### EXERCISE BRIEF
An exact, complete copy of the entries is what is needed.

### TASK DATA
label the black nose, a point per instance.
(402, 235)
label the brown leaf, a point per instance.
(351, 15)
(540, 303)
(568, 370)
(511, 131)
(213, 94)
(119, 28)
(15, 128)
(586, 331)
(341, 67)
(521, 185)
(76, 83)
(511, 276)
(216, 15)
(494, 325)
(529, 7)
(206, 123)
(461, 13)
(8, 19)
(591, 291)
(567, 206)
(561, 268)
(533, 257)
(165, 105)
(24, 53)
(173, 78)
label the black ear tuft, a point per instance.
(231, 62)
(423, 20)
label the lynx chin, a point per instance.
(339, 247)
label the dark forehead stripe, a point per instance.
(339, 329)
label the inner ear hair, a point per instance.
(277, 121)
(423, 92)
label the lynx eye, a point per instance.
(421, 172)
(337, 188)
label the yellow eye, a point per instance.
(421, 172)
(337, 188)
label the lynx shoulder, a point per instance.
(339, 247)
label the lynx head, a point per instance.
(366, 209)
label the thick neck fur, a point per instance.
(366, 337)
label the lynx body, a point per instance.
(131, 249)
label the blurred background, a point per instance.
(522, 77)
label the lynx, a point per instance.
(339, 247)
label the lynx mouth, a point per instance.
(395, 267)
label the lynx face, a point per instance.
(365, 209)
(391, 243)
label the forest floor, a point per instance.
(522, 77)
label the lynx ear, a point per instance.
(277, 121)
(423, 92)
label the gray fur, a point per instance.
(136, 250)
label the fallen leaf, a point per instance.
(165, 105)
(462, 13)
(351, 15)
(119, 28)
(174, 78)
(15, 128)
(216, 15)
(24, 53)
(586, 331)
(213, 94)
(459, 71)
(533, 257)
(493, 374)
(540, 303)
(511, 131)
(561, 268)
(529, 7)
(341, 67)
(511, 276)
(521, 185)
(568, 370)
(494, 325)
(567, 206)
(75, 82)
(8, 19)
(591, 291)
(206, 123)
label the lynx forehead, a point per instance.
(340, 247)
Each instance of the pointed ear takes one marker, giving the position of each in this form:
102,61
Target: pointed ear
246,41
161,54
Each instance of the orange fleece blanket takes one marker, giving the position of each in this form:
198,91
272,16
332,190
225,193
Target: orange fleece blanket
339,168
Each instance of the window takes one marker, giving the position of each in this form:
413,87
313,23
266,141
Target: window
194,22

### RESULT FOR THIS EXERCISE
label the black nose, a point per instance.
(402, 235)
label the brown leaf, a point per instance.
(351, 15)
(540, 303)
(568, 370)
(511, 131)
(213, 94)
(119, 28)
(15, 128)
(586, 331)
(341, 67)
(521, 185)
(76, 83)
(511, 276)
(216, 15)
(494, 325)
(529, 7)
(206, 123)
(461, 13)
(8, 19)
(591, 291)
(567, 206)
(561, 268)
(533, 257)
(165, 105)
(24, 53)
(173, 78)
label the black ear tuft, a point per instance.
(231, 62)
(423, 20)
label the lynx chin, a point per instance.
(339, 247)
label the dark forehead stripe, a point per instance.
(339, 329)
label the inner ear hair, a point per instance.
(277, 121)
(423, 92)
label the lynx eye, a point per instance.
(421, 172)
(337, 188)
label the yellow eye, a point per instance.
(421, 172)
(337, 188)
label the lynx shoulder, a point per instance.
(339, 247)
label the lynx head, a point per instance.
(366, 209)
label the thick neck fur, a point per instance.
(366, 337)
label the lynx body, a point per instance.
(131, 249)
label the blurred background, a point per instance.
(522, 77)
label the lynx, a point per instance.
(339, 247)
label the lynx mouth, a point per instance.
(395, 267)
label the lynx face, a point per instance.
(365, 209)
(391, 243)
label the forest floor, a point per instance.
(522, 77)
label the lynx ear, a point per instance.
(277, 121)
(423, 92)
label the gray fur, a point per instance.
(136, 250)
label the fallen leaf, a point per instance.
(165, 105)
(462, 13)
(351, 15)
(119, 28)
(174, 78)
(15, 128)
(216, 15)
(24, 53)
(586, 331)
(213, 94)
(459, 71)
(533, 257)
(493, 374)
(540, 303)
(511, 131)
(561, 268)
(529, 7)
(341, 67)
(511, 276)
(521, 185)
(568, 370)
(494, 325)
(567, 206)
(75, 82)
(8, 19)
(591, 291)
(206, 123)
label the lynx forehead, a point per instance.
(340, 247)
Each instance of the pointed ear takes one marker, giving the position of each in this form:
102,61
Target: pointed ear
246,41
161,54
Each instance of the orange fleece blanket takes one marker, giving the position of each in this form:
198,91
272,16
332,190
225,193
Target: orange fleece blanket
339,168
Each instance of the window takes one marker, giving the position of each in this form:
413,87
313,23
266,141
Target: window
194,22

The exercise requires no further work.